Please write out exactly the lines that begin at the line containing "Tag one point on every instance of the area" and run to the end of the records.

═══ Dataset ═══

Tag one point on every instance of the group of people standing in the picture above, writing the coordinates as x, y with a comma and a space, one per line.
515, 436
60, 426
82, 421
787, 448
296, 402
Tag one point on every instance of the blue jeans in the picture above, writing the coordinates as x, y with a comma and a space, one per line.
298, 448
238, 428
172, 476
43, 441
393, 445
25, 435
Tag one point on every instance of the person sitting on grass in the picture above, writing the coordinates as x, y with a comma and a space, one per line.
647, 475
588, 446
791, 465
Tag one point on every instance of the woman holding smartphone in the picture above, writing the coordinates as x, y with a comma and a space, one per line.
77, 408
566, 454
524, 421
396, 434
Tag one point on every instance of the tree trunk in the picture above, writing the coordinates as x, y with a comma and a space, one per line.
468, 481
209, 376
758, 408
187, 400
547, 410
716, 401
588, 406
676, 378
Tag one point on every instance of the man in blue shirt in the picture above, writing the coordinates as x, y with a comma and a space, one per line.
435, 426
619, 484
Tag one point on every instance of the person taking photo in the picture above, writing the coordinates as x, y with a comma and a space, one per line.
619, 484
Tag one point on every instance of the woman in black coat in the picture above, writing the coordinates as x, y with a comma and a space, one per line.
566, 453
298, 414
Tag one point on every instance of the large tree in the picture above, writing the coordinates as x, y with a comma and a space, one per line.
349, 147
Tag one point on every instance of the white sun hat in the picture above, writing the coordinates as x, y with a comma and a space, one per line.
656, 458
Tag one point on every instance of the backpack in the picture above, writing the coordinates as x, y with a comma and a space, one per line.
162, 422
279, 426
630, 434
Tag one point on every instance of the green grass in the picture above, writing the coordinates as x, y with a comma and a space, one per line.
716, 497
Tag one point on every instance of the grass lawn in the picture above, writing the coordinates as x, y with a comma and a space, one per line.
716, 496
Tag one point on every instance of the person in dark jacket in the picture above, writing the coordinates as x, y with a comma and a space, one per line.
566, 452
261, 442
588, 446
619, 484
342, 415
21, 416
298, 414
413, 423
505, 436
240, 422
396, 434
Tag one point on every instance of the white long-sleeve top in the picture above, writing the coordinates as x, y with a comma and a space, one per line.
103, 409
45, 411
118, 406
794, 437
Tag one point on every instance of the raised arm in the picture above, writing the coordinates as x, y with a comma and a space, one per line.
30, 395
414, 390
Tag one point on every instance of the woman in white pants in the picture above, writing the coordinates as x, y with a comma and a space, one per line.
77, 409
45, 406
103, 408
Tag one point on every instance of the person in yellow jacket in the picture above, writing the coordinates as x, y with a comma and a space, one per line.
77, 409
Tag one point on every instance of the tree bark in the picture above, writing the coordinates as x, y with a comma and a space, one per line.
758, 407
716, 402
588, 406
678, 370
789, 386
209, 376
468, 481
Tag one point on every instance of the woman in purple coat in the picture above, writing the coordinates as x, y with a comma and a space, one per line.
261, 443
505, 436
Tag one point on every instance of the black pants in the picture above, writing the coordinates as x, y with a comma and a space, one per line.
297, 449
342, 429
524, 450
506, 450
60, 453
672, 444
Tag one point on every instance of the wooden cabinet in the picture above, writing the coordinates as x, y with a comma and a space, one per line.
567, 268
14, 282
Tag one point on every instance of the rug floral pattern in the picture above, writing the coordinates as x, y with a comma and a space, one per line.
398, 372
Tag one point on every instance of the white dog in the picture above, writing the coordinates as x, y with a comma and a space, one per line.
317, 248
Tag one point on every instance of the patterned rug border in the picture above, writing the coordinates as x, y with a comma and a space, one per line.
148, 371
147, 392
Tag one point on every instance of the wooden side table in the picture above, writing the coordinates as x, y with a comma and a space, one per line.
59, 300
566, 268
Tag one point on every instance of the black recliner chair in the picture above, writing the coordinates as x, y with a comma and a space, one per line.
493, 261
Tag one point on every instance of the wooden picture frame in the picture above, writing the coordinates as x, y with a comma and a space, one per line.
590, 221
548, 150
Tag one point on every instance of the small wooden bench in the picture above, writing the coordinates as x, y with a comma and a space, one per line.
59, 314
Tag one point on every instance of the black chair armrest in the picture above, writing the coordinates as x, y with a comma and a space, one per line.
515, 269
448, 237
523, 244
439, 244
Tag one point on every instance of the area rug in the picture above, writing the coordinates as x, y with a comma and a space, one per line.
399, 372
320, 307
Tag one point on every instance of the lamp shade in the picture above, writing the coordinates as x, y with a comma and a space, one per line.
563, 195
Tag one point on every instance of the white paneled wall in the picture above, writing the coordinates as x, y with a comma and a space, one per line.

═══

Answer to the task.
Tag one point on every instance of the area rug in the picture above, writing the coordinates as x, y with a comma and a space, one per line.
399, 372
320, 307
Tag one point on every instance of the lamp shade in the picture above, writing the coordinates as x, y with a comma and a space, one per line.
563, 195
Tag one point on every instance of the white paneled wall in the picture above, writing the coordinates as x, y with a comma and a space, one per line.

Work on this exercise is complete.